● Listing
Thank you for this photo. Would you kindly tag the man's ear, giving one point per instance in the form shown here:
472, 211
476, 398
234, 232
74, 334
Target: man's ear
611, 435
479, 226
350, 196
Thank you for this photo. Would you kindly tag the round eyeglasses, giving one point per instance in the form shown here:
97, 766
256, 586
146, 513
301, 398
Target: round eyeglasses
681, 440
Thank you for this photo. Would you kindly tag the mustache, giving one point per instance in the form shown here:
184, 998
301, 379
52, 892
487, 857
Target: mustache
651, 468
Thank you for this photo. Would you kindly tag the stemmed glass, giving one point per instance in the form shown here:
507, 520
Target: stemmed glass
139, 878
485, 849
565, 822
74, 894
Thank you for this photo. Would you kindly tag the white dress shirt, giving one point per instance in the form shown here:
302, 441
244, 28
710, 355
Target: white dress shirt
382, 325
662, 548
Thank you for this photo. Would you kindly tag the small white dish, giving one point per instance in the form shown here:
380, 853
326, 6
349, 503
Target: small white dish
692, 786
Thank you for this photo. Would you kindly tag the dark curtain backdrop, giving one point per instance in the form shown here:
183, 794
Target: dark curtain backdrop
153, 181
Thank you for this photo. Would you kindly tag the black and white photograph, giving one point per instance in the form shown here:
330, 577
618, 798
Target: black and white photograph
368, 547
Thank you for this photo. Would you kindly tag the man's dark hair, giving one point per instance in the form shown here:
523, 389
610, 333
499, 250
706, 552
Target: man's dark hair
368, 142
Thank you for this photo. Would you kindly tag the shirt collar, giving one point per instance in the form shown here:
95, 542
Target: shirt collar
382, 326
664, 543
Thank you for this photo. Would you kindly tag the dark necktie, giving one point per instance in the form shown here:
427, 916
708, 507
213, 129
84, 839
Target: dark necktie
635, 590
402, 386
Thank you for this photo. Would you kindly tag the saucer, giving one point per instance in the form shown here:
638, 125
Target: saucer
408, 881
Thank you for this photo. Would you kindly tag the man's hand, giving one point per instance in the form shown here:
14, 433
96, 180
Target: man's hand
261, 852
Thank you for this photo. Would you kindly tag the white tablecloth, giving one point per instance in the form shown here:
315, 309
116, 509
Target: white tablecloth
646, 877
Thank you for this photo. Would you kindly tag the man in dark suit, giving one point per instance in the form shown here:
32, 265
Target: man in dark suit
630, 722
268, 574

● Requirements
Please reproduce verbatim every line of the entries from the line holding "the saucer, giving" through the last line of the entries, inclusive.

● Output for this task
Thank you for this photo. Would you kindly tag the saucer, giving one point per instance in the form shown here:
638, 125
Target: saucer
408, 881
Thank you for this photo. Would you kindly tag the man's hand, giving one point per instance in the form shown here:
14, 433
96, 180
Target: man's hand
261, 852
Thank you for this photo. Would you kindly tag the white tablecloth, giving one point per instance in the form shown here:
315, 309
116, 509
Target: white tablecloth
646, 877
Thank you for this photo. Would you kindly tag the man in dark suit, giving one point per instance in the form shown here:
32, 265
Target: man in dark suit
630, 722
268, 574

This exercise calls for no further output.